>>

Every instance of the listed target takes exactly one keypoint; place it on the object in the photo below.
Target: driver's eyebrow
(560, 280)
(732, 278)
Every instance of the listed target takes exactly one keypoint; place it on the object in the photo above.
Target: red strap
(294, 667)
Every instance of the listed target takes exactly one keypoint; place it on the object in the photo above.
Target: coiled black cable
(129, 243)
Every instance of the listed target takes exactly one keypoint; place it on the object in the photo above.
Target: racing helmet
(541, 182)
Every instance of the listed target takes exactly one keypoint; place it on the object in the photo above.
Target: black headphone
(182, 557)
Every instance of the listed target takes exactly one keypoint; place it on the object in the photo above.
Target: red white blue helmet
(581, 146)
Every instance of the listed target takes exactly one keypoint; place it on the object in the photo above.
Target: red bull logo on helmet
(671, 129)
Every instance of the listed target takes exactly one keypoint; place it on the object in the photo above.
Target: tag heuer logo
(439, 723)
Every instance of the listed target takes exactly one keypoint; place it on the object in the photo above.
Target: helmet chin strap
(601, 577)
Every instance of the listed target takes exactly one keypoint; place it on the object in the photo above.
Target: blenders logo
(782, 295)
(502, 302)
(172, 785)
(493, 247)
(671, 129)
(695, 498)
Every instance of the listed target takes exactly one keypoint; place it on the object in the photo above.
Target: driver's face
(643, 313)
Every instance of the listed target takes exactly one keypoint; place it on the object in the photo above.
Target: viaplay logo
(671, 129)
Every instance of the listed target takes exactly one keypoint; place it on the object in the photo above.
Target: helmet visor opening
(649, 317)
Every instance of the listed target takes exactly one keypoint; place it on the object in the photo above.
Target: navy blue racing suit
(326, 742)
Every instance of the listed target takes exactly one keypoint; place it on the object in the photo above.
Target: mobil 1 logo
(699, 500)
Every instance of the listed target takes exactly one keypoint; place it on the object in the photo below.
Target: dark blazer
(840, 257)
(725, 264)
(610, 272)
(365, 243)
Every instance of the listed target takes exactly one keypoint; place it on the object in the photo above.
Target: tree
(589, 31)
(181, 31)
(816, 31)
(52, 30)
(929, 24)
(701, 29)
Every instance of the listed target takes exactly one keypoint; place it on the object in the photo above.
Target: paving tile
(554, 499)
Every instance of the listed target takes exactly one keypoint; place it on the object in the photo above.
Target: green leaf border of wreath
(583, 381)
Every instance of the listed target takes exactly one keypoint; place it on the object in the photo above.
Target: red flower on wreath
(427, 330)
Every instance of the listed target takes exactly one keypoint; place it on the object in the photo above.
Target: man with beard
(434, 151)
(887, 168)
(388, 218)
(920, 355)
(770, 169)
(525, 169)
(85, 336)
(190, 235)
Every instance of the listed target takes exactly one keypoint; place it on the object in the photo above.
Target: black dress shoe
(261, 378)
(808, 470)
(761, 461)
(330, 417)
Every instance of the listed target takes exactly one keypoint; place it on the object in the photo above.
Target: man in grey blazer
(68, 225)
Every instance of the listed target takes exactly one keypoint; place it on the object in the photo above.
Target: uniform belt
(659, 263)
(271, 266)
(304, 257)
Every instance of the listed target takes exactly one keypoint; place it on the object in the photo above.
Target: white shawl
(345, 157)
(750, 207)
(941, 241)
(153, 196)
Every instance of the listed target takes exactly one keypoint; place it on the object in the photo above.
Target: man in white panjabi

<<

» **WHAT THIS TASK INVOLVES**: Return what is listed above, exactly and completely.

» **SOLUTION FOR THIS EXERCISE**:
Every instance of the listed target takes exactly one keypoint; place it on the object in the photo below.
Target: driver's eyebrow
(560, 280)
(732, 278)
Every instance of the listed target takes exactly one keypoint; place it on the object in the photo above.
Target: red strap
(294, 667)
Every instance of the listed target takes exactly one keypoint; place it on the object in the photo above.
Target: coiled black cable
(129, 243)
Every instance of the listed target takes exactly one keypoint; place it on the object in the photo above.
Target: racing helmet
(541, 182)
Every instance of the listed target takes exactly one keypoint; place it on the object in the photo above.
Target: black headphone
(182, 557)
Every instance of the listed target takes exactly one keypoint; place it on the object in the photo above.
Target: red white blue helmet
(581, 146)
Every instance of the listed target takes exactly one keypoint; place it on the object in the photo above.
Target: red bull logo on helmet
(671, 129)
Every instance of the listed target takes exactly one keypoint; place it on the object in the photo above.
Target: tag heuer logo
(439, 723)
Every instance of the listed target takes exactly one keypoint; place it on the object in the photo above.
Target: helmet chin strap
(601, 577)
Every instance of the listed target takes exactly one keypoint; place it on the object in the photo above.
Target: blenders logo
(782, 295)
(502, 302)
(172, 785)
(493, 247)
(671, 129)
(695, 498)
Every instance of the listed target takes exactly one keypoint; place it on the object in the photo above.
Target: driver's face
(643, 313)
Every instance of the listed target takes exactly one keypoint; place it on the object in the photo above.
Target: viaplay logo
(671, 129)
Every instance of the listed target takes exactly one keypoint; place it on the object in the photo above.
Target: helmet visor opening
(649, 317)
Every instance of the listed target takes exactly one keypoint; place it on the object in the photo above.
Target: navy blue racing suit
(326, 742)
Every instance of the listed target takes exactly one keypoint; place it on the object in the photo above.
Target: mobil 1 logo
(699, 500)
Every instance of the listed target takes exactly one keypoint; place it on the object in the photo below.
Target: dark blazer
(840, 257)
(725, 264)
(610, 272)
(365, 243)
Every instance of the listed target takes exactly one keypoint; place it on the object in the photo above.
Target: tree
(589, 31)
(181, 31)
(816, 31)
(52, 30)
(929, 24)
(701, 29)
Every instance of the listed target takes exactly one keypoint; place it on the object in the photo above.
Target: paving tile
(554, 499)
Every instance of the listed target takes exactly one keypoint; place it on the object in the photo above.
Target: green leaf border of wreath
(583, 381)
Every instance of the listed target takes exactly one keypoint; place it on the object in the photo above.
Target: red flower on wreath
(427, 330)
Every instance of the listed target takes exactly one keypoint; place it on the object in the photo above.
Target: man with beard
(434, 151)
(887, 168)
(388, 218)
(920, 355)
(770, 169)
(525, 169)
(85, 336)
(190, 235)
Every instance of the listed target takes exactly one keypoint; place it on the object in the photo above.
Target: black dress shoe
(261, 378)
(808, 470)
(761, 461)
(330, 417)
Every instance of the listed target takes exactly one keypoint; place it on the object in the photo above.
Target: man in grey blazer
(68, 225)
Every instance of the listed target takes exactly one keypoint; place it on the object in the photo above.
Target: uniform belt
(659, 263)
(271, 266)
(304, 257)
Every instance of the listed target takes exactly one keypoint; place it on the object in the photo above.
Target: white shawl
(345, 157)
(750, 207)
(941, 241)
(153, 196)
Every instance of the listed target takes exactly one keypoint; place it on the object in the photo above.
Target: man in white panjabi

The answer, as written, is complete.